Trova nelle voci tutte le righe che contengono la parola "person" e copiale una per una, tenendo conto di maiuscole e minuscole.

[Voci per identificare la posizione]

================================

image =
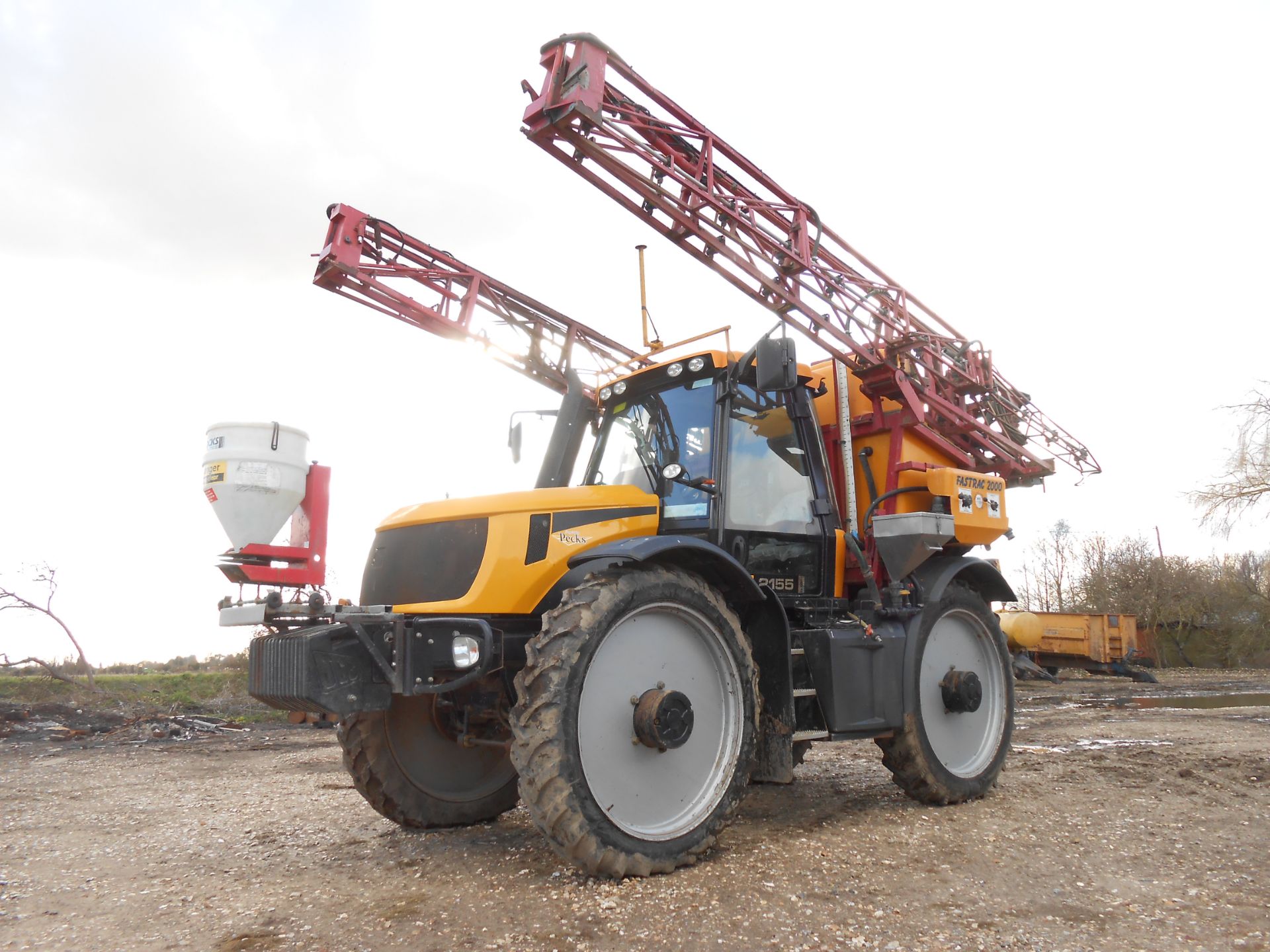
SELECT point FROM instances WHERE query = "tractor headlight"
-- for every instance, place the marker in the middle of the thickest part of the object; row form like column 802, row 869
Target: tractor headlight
column 465, row 651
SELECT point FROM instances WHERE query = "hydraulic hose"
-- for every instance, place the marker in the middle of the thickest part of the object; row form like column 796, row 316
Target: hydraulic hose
column 884, row 496
column 864, row 568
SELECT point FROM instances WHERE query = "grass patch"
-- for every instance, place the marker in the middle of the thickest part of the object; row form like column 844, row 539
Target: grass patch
column 218, row 694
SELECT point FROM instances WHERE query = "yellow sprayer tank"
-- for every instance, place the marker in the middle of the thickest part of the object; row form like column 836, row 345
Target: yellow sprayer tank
column 1024, row 630
column 1103, row 639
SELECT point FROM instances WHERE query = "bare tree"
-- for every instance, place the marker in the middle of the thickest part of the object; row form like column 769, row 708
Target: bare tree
column 12, row 601
column 1246, row 480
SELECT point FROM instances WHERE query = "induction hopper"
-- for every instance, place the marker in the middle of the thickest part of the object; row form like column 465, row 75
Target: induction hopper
column 254, row 477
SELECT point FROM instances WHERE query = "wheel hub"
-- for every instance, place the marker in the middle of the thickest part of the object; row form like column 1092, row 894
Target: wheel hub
column 663, row 719
column 963, row 692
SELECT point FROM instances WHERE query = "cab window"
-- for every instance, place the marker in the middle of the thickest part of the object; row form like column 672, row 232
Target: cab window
column 770, row 484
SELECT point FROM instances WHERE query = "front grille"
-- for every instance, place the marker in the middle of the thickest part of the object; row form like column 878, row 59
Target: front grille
column 431, row 563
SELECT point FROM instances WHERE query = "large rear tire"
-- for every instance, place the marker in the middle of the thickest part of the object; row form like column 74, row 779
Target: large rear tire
column 412, row 772
column 607, row 800
column 949, row 756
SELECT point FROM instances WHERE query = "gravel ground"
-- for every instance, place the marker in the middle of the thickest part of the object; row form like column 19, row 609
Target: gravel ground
column 1113, row 828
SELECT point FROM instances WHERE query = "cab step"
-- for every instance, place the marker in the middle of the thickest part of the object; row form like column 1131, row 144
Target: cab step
column 810, row 735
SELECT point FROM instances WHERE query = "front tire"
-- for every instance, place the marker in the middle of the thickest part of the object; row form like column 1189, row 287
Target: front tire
column 609, row 801
column 407, row 767
column 948, row 756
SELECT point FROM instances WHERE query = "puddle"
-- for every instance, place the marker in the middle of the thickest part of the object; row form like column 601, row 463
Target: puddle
column 1183, row 701
column 1094, row 744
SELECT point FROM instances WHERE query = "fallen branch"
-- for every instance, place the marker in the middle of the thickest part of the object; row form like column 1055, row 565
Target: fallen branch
column 48, row 669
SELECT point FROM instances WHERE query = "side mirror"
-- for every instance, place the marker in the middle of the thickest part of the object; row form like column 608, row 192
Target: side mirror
column 775, row 364
column 513, row 441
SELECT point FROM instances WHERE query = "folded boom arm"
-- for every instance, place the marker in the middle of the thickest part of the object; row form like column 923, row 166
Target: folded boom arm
column 653, row 158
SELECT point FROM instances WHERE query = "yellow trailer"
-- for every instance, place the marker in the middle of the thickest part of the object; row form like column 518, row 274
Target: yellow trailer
column 1105, row 644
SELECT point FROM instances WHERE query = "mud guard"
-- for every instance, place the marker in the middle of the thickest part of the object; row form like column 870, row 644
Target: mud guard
column 686, row 553
column 935, row 574
column 769, row 633
column 933, row 578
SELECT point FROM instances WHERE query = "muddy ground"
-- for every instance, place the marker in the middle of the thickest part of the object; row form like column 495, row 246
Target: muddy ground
column 1113, row 828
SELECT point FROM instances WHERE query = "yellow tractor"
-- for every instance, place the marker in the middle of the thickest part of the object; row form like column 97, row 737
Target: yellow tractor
column 757, row 554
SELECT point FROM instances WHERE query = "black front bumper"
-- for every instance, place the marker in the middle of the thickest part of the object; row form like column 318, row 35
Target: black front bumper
column 359, row 662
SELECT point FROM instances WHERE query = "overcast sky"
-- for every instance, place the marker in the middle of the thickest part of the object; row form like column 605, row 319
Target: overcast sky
column 1080, row 186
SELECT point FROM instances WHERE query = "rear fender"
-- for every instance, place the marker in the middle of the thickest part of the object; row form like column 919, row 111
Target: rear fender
column 933, row 579
column 685, row 553
column 935, row 574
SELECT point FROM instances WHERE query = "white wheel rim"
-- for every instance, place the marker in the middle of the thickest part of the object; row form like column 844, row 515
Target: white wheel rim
column 648, row 793
column 964, row 742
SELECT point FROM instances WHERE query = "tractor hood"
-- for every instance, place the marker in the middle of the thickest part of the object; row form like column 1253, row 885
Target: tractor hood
column 497, row 555
column 535, row 500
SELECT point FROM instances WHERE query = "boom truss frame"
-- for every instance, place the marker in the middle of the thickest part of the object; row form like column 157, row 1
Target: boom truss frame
column 370, row 260
column 603, row 120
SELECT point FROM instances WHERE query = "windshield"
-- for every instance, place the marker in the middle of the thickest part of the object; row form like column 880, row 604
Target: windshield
column 640, row 437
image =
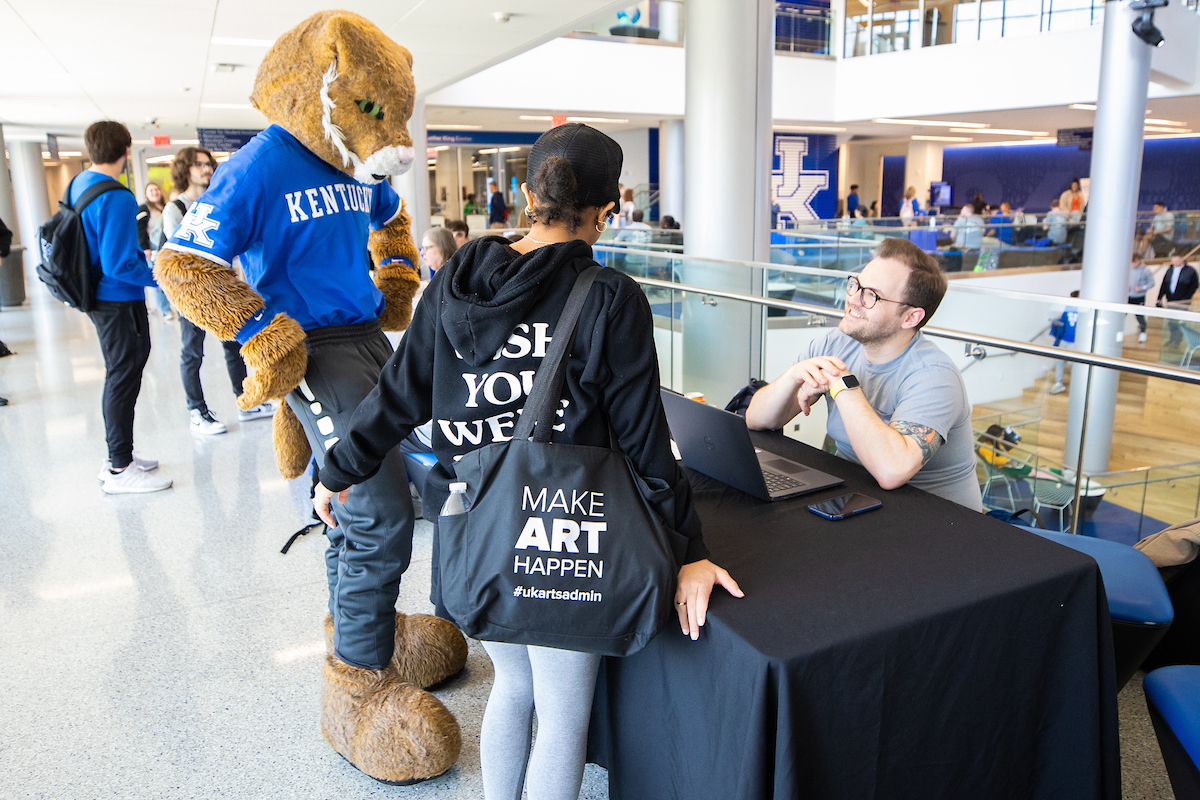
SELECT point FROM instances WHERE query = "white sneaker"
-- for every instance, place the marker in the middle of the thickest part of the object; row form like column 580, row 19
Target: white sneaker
column 205, row 423
column 132, row 480
column 144, row 464
column 257, row 413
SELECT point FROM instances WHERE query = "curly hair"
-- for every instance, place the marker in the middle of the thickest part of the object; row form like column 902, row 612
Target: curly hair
column 179, row 168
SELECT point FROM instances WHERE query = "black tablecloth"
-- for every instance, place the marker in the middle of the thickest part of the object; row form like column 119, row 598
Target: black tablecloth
column 921, row 650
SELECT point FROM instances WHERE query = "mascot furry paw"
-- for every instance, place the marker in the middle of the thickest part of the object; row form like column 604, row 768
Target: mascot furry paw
column 301, row 206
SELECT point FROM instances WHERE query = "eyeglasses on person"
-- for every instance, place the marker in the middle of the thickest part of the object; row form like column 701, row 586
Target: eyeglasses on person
column 870, row 296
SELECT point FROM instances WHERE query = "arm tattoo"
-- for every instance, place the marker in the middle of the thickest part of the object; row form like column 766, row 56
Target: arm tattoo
column 928, row 439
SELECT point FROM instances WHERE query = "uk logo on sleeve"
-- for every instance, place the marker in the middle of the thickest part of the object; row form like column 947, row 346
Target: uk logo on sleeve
column 196, row 226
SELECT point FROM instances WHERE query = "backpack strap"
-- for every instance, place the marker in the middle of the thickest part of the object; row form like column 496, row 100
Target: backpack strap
column 547, row 385
column 90, row 194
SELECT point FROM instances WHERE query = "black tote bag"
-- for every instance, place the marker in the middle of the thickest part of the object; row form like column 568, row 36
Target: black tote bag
column 562, row 546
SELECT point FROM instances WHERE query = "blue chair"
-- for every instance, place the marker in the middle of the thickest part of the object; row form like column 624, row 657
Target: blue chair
column 1173, row 696
column 1139, row 605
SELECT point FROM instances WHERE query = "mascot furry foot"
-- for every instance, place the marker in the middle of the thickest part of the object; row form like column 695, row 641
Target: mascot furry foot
column 385, row 727
column 429, row 649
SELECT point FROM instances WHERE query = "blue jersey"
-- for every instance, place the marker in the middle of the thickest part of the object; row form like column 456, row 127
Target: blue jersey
column 299, row 227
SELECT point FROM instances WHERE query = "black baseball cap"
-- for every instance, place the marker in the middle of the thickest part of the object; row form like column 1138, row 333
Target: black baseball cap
column 595, row 160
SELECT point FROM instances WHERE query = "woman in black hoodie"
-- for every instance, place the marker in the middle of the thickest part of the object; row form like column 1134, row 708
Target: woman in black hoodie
column 467, row 361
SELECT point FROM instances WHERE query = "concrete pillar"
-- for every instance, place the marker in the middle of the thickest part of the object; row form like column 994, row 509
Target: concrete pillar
column 29, row 191
column 670, row 20
column 1116, row 172
column 671, row 169
column 923, row 166
column 414, row 185
column 727, row 158
column 7, row 209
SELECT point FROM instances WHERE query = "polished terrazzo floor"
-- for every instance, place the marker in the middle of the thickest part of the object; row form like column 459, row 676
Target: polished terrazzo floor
column 160, row 645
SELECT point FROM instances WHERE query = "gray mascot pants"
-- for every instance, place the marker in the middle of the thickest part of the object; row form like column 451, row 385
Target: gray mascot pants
column 372, row 543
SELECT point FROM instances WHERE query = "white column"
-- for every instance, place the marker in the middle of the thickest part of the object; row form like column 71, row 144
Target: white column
column 923, row 166
column 727, row 154
column 671, row 169
column 1116, row 173
column 29, row 191
column 414, row 185
column 7, row 209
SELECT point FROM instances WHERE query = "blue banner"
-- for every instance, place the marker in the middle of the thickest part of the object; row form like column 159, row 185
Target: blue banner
column 804, row 178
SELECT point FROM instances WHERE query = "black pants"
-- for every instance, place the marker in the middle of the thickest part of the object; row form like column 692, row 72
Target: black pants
column 372, row 545
column 192, row 356
column 1141, row 320
column 124, row 334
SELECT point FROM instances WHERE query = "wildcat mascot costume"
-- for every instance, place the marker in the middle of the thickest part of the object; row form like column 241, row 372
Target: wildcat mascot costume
column 301, row 206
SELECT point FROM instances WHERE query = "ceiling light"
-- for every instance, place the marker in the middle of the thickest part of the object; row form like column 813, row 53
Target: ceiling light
column 571, row 119
column 809, row 127
column 941, row 124
column 243, row 42
column 1002, row 132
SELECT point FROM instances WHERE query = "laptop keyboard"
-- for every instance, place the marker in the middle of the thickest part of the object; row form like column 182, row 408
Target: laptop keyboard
column 777, row 482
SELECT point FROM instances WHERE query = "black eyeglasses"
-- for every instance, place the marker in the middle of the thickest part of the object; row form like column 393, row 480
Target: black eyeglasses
column 869, row 295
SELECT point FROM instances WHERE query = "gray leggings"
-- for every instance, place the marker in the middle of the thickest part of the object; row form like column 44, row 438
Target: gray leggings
column 559, row 684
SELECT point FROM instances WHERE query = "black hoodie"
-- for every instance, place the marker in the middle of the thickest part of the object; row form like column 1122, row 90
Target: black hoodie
column 468, row 359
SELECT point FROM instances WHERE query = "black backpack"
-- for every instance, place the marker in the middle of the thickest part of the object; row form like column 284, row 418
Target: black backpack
column 66, row 265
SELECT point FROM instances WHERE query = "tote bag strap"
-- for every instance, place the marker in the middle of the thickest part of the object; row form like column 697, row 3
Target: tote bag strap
column 547, row 385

================================

__Risposta__.
SELECT point FROM instances WHERE query = "eyeglasses on person"
Target: eyeglasses on person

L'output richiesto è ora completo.